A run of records

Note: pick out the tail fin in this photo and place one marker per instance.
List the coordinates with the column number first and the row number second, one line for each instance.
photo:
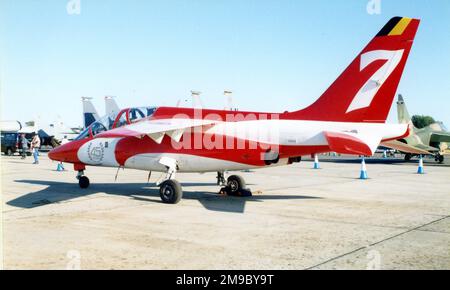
column 89, row 112
column 111, row 107
column 364, row 92
column 402, row 111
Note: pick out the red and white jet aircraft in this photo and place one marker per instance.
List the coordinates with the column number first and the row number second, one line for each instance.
column 348, row 118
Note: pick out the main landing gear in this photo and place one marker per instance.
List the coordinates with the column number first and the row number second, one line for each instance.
column 235, row 187
column 439, row 158
column 83, row 181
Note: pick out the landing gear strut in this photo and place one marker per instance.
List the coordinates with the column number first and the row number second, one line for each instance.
column 221, row 178
column 170, row 190
column 83, row 181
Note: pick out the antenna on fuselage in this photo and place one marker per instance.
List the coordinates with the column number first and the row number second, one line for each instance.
column 196, row 100
column 229, row 95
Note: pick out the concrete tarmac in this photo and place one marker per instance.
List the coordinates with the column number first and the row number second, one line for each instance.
column 298, row 218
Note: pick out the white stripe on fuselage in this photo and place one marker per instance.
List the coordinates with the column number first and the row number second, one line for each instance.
column 101, row 151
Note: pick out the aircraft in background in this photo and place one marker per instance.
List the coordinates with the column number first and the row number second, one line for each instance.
column 111, row 107
column 348, row 118
column 431, row 140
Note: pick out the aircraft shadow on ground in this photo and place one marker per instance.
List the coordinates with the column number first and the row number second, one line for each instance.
column 56, row 192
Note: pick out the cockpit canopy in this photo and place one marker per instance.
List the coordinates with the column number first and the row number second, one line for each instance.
column 116, row 120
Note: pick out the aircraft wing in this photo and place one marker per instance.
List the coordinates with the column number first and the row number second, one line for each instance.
column 352, row 143
column 440, row 137
column 395, row 144
column 156, row 129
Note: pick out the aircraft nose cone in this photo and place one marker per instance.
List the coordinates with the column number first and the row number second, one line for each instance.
column 65, row 153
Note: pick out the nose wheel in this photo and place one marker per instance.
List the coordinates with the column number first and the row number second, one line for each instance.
column 170, row 191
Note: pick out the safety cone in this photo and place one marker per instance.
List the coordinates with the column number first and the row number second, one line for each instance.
column 316, row 162
column 420, row 169
column 60, row 167
column 363, row 174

**Problem requirements:** Retype all of the material above word for word, leaving out the pictures.

**Answer to the task:**
Note: pick out the tail fin in this photo and place one marker per instance.
List the coordinates with the column number first and the row number second, one line for each instance.
photo:
column 89, row 112
column 111, row 107
column 364, row 92
column 402, row 111
Note: pick out the red and white jet aircraft in this photo and place one marker per instance.
List the coordinates with the column number first and the row number second, one line for each instance.
column 348, row 118
Note: pick out the main landing gear in this photo and place one marker per instance.
List the coordinates with the column number first and the row number second, one line for each instance.
column 235, row 187
column 439, row 158
column 83, row 181
Note: pick out the landing gear strut in this photo and place one marker per instance.
List the coordinates with the column number first and the row number second, one line for each instance.
column 221, row 178
column 170, row 190
column 83, row 181
Note: pick out the antenna on fuselage in this photo and place one marker per instance.
List the coordinates with the column number first and the row number second, one line for each instance.
column 196, row 100
column 229, row 95
Note: pick out the concrete tarmac in this photo and place one marker per instance.
List the coordinates with the column number first and the row number second, one line for each instance.
column 298, row 218
Note: pick out the white stripe on fuselage in this photo and place one marker per instance.
List the coordinates with the column number first and the row number second, one line for each instance.
column 101, row 151
Note: pick out the aircraft in background in this photo and place one marker per instance.
List the coordinates with the column number first and the row number second, one line for each instance.
column 111, row 107
column 348, row 118
column 431, row 140
Note: pick out the aircraft shadow on ground in this photo and place one marker per instance.
List the coordinates with the column number first and the row number second, one line for each instance.
column 56, row 192
Note: pick out the cockpit canopy in this photo and place one marker per instance.
List the coordinates with the column number first and the row number second, one line for each instance.
column 116, row 120
Note: pick out the aircraft wing in this photo and place one marker per instance.
List the coordinates with the column number first and the row number second, one line for each instance.
column 352, row 143
column 440, row 137
column 395, row 144
column 156, row 129
Note: pick out the aircraft nose cone in this photo and place one marker per instance.
List the coordinates with the column number first and the row number second, one line for each instance.
column 65, row 153
Note: pick out the nose wheel in this photo and place one marker per instance.
List the coordinates with the column number first and the row number second, one line for each instance.
column 170, row 191
Note: pick out the safety cone in this photo and place one marker per instance.
List the coordinates with the column number first and the row number second, one line for each instance.
column 316, row 162
column 420, row 169
column 60, row 167
column 363, row 174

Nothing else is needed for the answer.